→ **Selected excerpt**
────

2.2 IoT Attack surface

In this section we present an overview of some of the common IoT attacks. Figure 1 below provides a general overview of the IoT attack surface.
We mainly categorize attacks into three categories, the first is network attacks and the second is the physical attacks. The third is the application attacks. We detail each of the categories in a separate subsection below.

Figure 1: IoT Attack Surface. [Perrone2017]

2.2.1 Network Attacks

In this section we talk about the second type of IoT attacks, these attacks are focused on the network of IoT system. We categorized network attacks mainly into four types. Firstly, the attacks that causes denial of service (DoS) whether it is distributed or not, such as Packets flooding attacks and Sync flood attacks, and Botnet attacks.

Jamming attack is a type of DoS attack, where the attacker transmits radio signals that disrupt the IoT wireless communications by decreasing the Signal-to-Inference-Noise ratio (SINR), researchers proposed solutions to solve this problem, one is the reactive jammer [Alam2020] they used an artificial noise to distract the adversary and accomplishes the transmission task successfully in the presence of an attacker. Slowloris attack is an application layer DDoS attack which uses partial HTTP requests to open connections with a targeted victim's server, and maliciously keeping those connections open for as long as possible, to waste resources and thus overwhelming and slowing down the victim server. Another type of the DoS attack is the Ping of Death (PoD) where an attacker sends a malformed or oversized packets using a simple ping command maliciously to crash, destabilize, and freeze the victims devices.

Here we highlight the importance of utilizing Machine Learning models as an anomaly intrusion detection system (AIDS) for the IoT network. AIDS play a remarkable role by protecting IoT devices from DDOS attacks more details on this is in Section 3. The second type of the network attack is the encryption related attacks such as the Spoofing attacks that gives false information which seems to be correct and that the system accepts, one example of that is the RFID Spoofing attack where the attacker spoofs RFID signals. Then it captures the information which is transmitted from a RFID tag.

Cryptanalysis Attacks is the encryption attack where the adversary obtains the encryption key by using either plaintext or ciphertext. Based on methodology used, there are different types of cryptanalyses attacks more details can be found in [Ahmad2021].
The third type of IoT network attack is the IoT routing attacks, this attack targets the IoT routing protocols such as the routing protocol for low power and lossy networks (RPL) that has become the standard routing protocol (RPL) for the Internet of things.

────

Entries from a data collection
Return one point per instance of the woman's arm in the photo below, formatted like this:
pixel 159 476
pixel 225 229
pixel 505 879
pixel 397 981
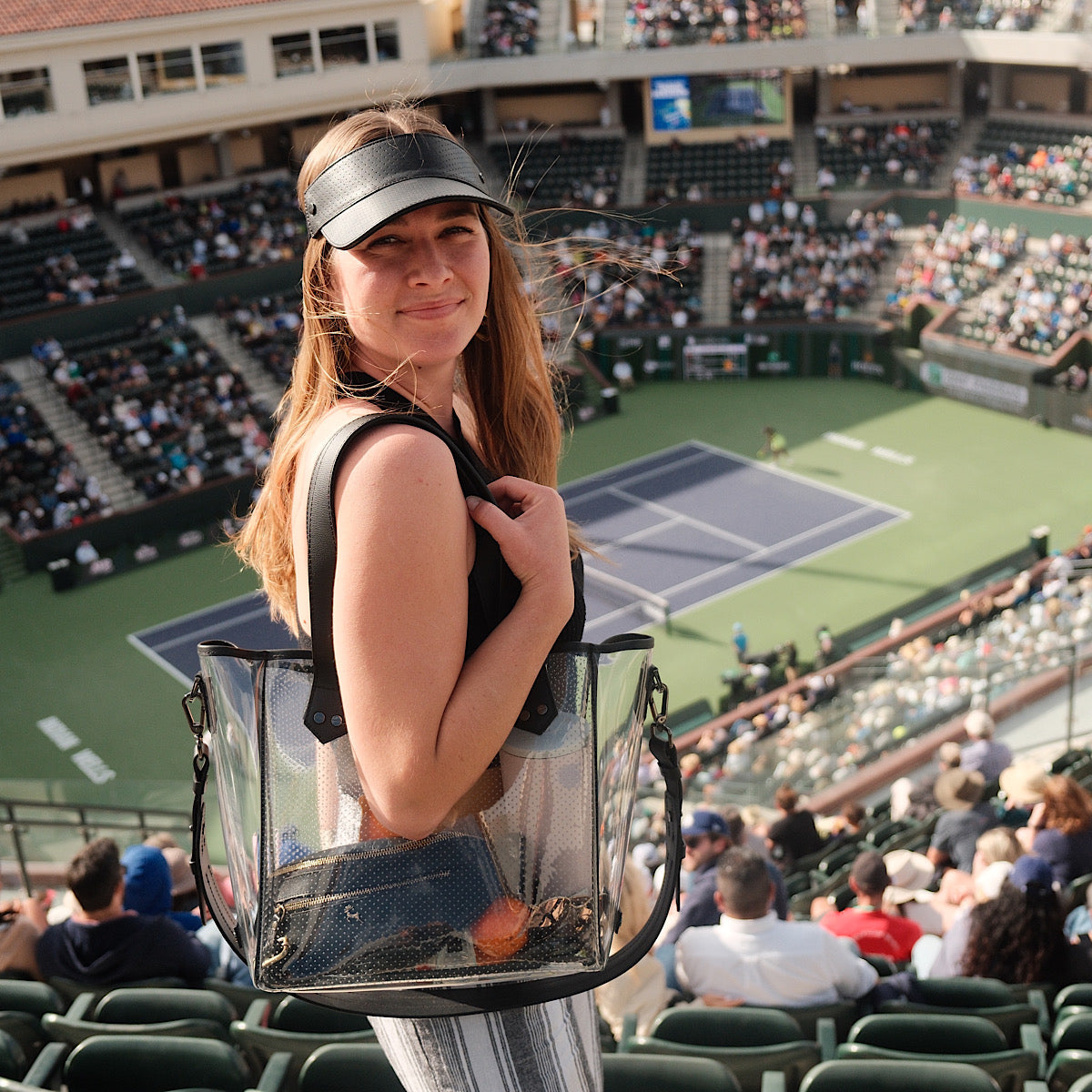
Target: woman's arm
pixel 425 724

────

→ **Problems to solve**
**A.** Answer the following questions using the excerpt on IoT attacks.
(i) Into how many categories are attacks mainly grouped, and what are they?
(ii) What does a Slowloris attack use to open connections with a targeted victim's server?
(iii) In a cryptanalysis attack, what does the adversary obtain, and by using what?
**B.** Reproduce the passage of the excerpt on IoT attacks from "In this section we present" up to and including "and Botnet attacks.", keeping every word and punctuation mark unchanged.

→ **Answers by item**
**A.**
(i) Three categories: network attacks, physical attacks and application attacks.
(ii) Partial HTTP requests.
(iii) The encryption key, by using either plaintext or ciphertext.

**B.**
In this section we present an overview of some of the common IoT attacks. Figure 1 below provides a general overview of the IoT attack surface.
We mainly categorize attacks into three categories, the first is network attacks and the second is the physical attacks. The third is the application attacks. We detail each of the categories in a separate subsection below.

Figure 1: IoT Attack Surface. [Perrone2017]

2.2.1 Network Attacks

In this section we talk about the second type of IoT attacks, these attacks are focused on the network of IoT system. We categorized network attacks mainly into four types. Firstly, the attacks that causes denial of service (DoS) whether it is distributed or not, such as Packets flooding attacks and Sync flood attacks, and Botnet attacks.